* Problem to work on *
Continue the regular expressions chapter from where it stops.

Use regular expressions to parse text

In this chapter, you’ll learn how to use Regular Expressions to search and replace text.

What is RegEx and what to use it for

Regular Expressions or RegEx for short, is used for searching and replacing text. Technically a RegEx is a sequence of characters that specifies a search pattern.

Why use RegEx

RegEx primary usage area is for searching text, replacing it and also extracting text. There do exist string libraries that can do some of the functionality RegEx is capable of. Sometimes using those string libraries might even be the best thing to do. However, sometimes a RegEx pattern is better.

Fair word of warning though, RegEx is hard to get right. You are encouraged to learn more of how they work cause they are quite powerful.

My hope is by you reading this chapter, that you will find RegEx less intimidating and see it as a valuable tool in your toolbox.

Where is it used ?

RegEx shows up in many different contexts:

• Text editors, any programs with a search. In most text editors, for example Visual Studio Code, you can search for files and inside of files with a RegEx search pattern.
• Code, many programming languages and runtimes have libraries that helps you use RegEx.

* Given information *
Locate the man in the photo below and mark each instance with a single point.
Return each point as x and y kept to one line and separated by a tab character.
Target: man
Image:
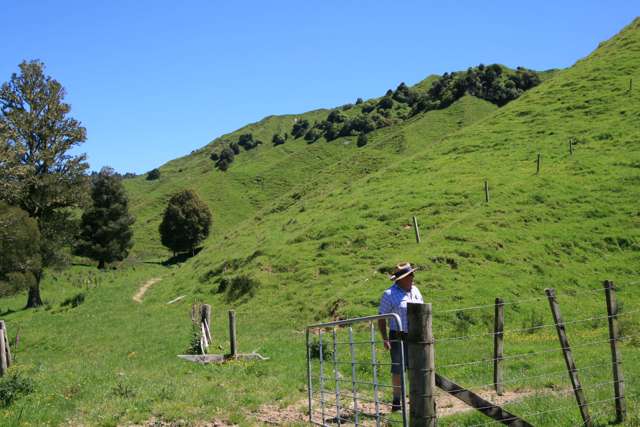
394	300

* Exercise response *
Your first RegEx

Let’s construct a simple RegEx to get a feel for it. Here it is:

an

if you apply this search pattern an to the following text:

highlands is a part of Scotland

It will match like so:

highlands is a part of Scotland

For simpler cases, where you are looking to see if a specific word matches, in one or more places in a sentence, a pattern like the above is enough.

RegEx in Go

To start using RegEx in Go, there’s the regexp library. There are two approaches:

• regexp directly, here’s an example:

   matched, err := regexp.FindString("an", "highlands is a part of Scotland")
  

  Here, you get a boolean back that returns true if there’s a match.

• compiled, in this way, you compile a regular expression and then calls a method on it, like so:

   r, _ := regexp.Compile("an")
   matches := r.FindAllString("highlands is a part of Scotland", -1)
  

  The above returns a string array with all the matches, in this case ["an", "an"].

  In this version, you have more functions available.

Character classes

Character classes are able to distinguish between different types of characters. Different types can be newlines, digits, letters and so on.

Let’s have a look at some common types you are likely to encounter:

Type	Description
.	This type matches any character except for a carriage return
\	This type escapes what’s coming next
\w	matches any character from the latin alphabet including underscore _
\d	matches any digit
\D	this is the inverse of \d and matches any character that’s not a digit
\s	matches a white space character like space tab, line feed etc.

Lets show an example:

matched, err := regexp.FindString("\d", "abc123")

There would be a match above due to 123. However, there would be no match against “abc” as there’s no digits in it.

Repetition

If you want to express repetition, there’s two characters of interest:

• +, matches 1 to many characters.

   \w+
  

  Given the string “aaaa bab” it would match:

  aaaaab bab as the above describes matching characters but not the white space.

   r, _ := regexp.Compile("\\w+")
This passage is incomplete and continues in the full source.